> [Written exercise]
Write out the part of the forum discussion on interest rates and bond funds that begins at the words "In a world full" and stops after "see the day.".

> [Supplied passage]

Yep. And it's tempting to say: "In this social media age, everything is instant gratification and short term thinking. That's why we lost perspective."

Nah, that's gone on forever. Gold rush, anyone?

In a world full of short term thinkers, the person who can see to the horizon is king.
 
Yes, god forbid. I kept thinking, hold the cash...rates are rising. But thought 3.5%! We'll let the ladder play out. Kind of a new concept since we were taught 60/40 with the 40 as bond funds. We sold those last April for a loss as they kept on losing. Bond funds are a thing of the past.

It's interesting, I looked at our 10-year bond fund capital gains in the tIRA. 1.5%. Granted, the divdends were re-invested.

My money market pays 3.07%. Never thought I’d see the day.
The whole interest thing has caused me to rethink a lot of stuff. I used to prepay things, now it pays to pay as you go and sit on the cash.
 
Yes, god forbid. I kept thinking, hold the cash...rates are rising. But thought 3.5%! We'll let the ladder play out. Kind of a new concept since we were taught 60/40 with the 40 as bond funds. We sold those last April for a loss as they kept on losing. Bond funds are a thing of the past.

It's interesting, I looked at our 10-year bond fund capital gains in the tIRA. 1.5%. Granted, the divdends were re-invested.

Labeled-object pointing records:
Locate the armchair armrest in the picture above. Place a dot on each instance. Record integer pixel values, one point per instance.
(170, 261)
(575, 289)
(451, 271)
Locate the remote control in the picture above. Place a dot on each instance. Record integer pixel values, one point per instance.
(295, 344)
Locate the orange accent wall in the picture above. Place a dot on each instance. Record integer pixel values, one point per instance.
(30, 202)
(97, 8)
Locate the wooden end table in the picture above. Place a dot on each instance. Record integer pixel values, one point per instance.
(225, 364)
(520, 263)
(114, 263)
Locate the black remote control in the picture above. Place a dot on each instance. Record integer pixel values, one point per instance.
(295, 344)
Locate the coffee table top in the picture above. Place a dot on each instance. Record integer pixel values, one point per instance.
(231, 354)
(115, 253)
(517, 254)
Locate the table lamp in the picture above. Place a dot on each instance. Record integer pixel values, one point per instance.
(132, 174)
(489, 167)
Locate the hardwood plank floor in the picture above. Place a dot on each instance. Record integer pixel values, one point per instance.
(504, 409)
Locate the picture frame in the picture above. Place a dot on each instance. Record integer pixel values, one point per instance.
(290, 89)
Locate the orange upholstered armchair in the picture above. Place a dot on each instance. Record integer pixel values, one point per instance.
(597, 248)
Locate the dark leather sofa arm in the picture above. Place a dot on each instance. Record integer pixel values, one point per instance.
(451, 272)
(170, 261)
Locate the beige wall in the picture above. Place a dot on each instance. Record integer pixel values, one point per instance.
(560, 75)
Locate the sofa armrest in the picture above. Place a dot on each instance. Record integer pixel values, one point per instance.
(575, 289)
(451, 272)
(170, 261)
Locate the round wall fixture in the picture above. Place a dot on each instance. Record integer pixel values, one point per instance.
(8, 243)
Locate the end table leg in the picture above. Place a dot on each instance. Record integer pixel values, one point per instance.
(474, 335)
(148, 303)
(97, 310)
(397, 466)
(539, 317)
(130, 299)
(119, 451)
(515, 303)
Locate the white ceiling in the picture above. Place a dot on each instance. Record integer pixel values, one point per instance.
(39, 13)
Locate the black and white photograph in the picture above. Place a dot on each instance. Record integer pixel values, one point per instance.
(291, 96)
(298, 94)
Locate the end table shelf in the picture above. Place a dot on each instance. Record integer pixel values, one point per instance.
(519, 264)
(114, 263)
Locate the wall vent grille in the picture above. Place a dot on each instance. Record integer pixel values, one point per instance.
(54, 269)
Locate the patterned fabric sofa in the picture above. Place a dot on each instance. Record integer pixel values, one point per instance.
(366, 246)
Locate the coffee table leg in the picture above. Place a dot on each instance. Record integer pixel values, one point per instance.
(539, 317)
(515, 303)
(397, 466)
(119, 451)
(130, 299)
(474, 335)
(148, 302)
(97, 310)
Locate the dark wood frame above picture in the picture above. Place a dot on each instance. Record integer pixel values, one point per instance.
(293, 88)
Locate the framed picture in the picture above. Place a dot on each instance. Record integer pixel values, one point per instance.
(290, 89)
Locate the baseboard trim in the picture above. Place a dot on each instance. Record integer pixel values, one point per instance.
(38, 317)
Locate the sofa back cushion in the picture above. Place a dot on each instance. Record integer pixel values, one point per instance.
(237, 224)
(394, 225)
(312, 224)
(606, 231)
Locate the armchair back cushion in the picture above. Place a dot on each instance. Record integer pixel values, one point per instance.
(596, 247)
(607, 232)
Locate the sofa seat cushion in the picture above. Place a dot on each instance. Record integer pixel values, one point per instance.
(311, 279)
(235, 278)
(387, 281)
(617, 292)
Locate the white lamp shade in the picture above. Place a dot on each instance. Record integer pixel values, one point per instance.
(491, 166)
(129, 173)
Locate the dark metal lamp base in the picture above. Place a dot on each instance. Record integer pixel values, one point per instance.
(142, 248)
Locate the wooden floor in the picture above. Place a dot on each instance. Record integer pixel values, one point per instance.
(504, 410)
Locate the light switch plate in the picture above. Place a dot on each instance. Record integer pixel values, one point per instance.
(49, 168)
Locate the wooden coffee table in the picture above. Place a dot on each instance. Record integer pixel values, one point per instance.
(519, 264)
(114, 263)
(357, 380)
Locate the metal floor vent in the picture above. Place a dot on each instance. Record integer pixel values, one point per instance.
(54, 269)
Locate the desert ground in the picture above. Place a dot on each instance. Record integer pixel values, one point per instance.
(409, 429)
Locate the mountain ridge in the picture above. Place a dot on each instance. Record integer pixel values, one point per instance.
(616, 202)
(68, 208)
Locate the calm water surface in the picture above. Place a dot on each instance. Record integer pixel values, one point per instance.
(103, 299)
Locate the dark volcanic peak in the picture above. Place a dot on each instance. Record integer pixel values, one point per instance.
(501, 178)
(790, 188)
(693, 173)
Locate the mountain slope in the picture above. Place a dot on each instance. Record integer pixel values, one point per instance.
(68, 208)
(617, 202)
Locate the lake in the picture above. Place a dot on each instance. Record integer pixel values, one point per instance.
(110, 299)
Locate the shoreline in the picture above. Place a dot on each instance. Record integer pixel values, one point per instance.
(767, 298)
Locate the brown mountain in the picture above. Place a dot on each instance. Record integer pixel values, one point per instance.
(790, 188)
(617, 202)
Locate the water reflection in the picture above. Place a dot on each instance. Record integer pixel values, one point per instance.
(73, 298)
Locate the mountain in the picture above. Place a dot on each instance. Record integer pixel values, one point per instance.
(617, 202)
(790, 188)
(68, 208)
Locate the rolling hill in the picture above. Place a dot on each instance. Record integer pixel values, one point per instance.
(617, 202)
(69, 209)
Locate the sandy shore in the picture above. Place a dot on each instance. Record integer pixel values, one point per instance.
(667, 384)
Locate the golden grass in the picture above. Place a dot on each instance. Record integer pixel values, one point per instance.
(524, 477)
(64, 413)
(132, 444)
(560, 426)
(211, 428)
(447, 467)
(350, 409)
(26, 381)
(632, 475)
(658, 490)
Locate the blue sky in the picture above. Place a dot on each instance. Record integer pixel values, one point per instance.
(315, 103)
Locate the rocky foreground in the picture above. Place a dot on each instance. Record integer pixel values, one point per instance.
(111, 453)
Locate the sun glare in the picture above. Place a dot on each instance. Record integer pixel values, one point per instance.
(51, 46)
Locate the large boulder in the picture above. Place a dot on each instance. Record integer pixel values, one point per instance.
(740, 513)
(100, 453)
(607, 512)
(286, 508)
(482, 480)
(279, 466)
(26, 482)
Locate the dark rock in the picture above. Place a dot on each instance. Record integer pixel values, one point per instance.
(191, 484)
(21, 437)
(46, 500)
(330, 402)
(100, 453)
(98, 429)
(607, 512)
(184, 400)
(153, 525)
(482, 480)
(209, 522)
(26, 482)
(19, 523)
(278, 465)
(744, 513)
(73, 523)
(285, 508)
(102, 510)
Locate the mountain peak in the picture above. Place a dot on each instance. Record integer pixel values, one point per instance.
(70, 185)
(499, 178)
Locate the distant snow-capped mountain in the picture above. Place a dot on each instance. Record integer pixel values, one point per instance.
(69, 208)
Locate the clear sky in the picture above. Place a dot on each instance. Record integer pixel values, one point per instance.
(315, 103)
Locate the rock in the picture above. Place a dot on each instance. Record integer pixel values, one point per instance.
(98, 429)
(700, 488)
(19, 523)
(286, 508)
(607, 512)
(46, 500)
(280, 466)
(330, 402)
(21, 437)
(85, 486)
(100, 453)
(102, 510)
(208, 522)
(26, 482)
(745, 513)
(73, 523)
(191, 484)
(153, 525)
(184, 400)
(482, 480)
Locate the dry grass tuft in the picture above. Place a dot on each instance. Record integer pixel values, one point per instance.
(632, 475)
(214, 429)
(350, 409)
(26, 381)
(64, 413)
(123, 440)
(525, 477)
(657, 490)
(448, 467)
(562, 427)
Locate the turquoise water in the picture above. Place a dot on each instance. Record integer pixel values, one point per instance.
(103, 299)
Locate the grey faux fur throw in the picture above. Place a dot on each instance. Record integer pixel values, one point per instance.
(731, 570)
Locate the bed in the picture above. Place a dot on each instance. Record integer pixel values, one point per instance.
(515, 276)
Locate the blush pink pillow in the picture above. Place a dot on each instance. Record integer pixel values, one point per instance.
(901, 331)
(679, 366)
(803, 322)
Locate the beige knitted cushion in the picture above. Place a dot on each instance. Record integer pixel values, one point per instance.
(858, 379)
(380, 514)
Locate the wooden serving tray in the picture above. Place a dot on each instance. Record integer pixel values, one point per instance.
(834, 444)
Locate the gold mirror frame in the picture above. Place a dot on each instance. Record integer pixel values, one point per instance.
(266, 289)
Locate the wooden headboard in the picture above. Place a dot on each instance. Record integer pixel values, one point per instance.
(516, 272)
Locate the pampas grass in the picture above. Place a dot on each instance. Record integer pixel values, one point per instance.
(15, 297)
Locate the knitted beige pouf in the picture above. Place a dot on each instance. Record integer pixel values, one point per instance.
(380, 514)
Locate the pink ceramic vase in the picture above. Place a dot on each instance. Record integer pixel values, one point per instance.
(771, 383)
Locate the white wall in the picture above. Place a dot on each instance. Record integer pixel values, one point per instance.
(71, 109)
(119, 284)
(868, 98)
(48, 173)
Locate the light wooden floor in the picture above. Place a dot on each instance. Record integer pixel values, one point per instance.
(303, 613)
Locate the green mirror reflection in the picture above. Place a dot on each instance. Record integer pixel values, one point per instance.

> [Finished exercise]
In a world full of short term thinkers, the person who can see to the horizon is king.
 
Yes, god forbid. I kept thinking, hold the cash...rates are rising. But thought 3.5%! We'll let the ladder play out. Kind of a new concept since we were taught 60/40 with the 40 as bond funds. We sold those last April for a loss as they kept on losing. Bond funds are a thing of the past.

It's interesting, I looked at our 10-year bond fund capital gains in the tIRA. 1.5%. Granted, the divdends were re-invested.

My money market pays 3.07%. Never thought I’d see the day.